TASK STATEMENT = Set the records down again in full, exactly as they are, apart from the images.

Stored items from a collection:
|---|

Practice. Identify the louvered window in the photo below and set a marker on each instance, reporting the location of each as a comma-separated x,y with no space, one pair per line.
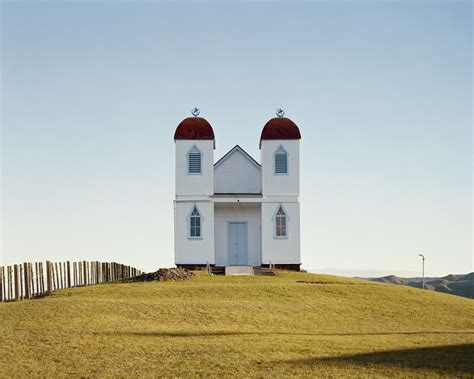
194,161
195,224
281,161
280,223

|---|

ANSWER TO THIS PROBLEM =
Practice. Identify the louvered window in the photo below and set a marker on each instance, reporting the location of each as a comma-separated x,y with no space, one pair per line.
194,161
195,224
281,161
280,223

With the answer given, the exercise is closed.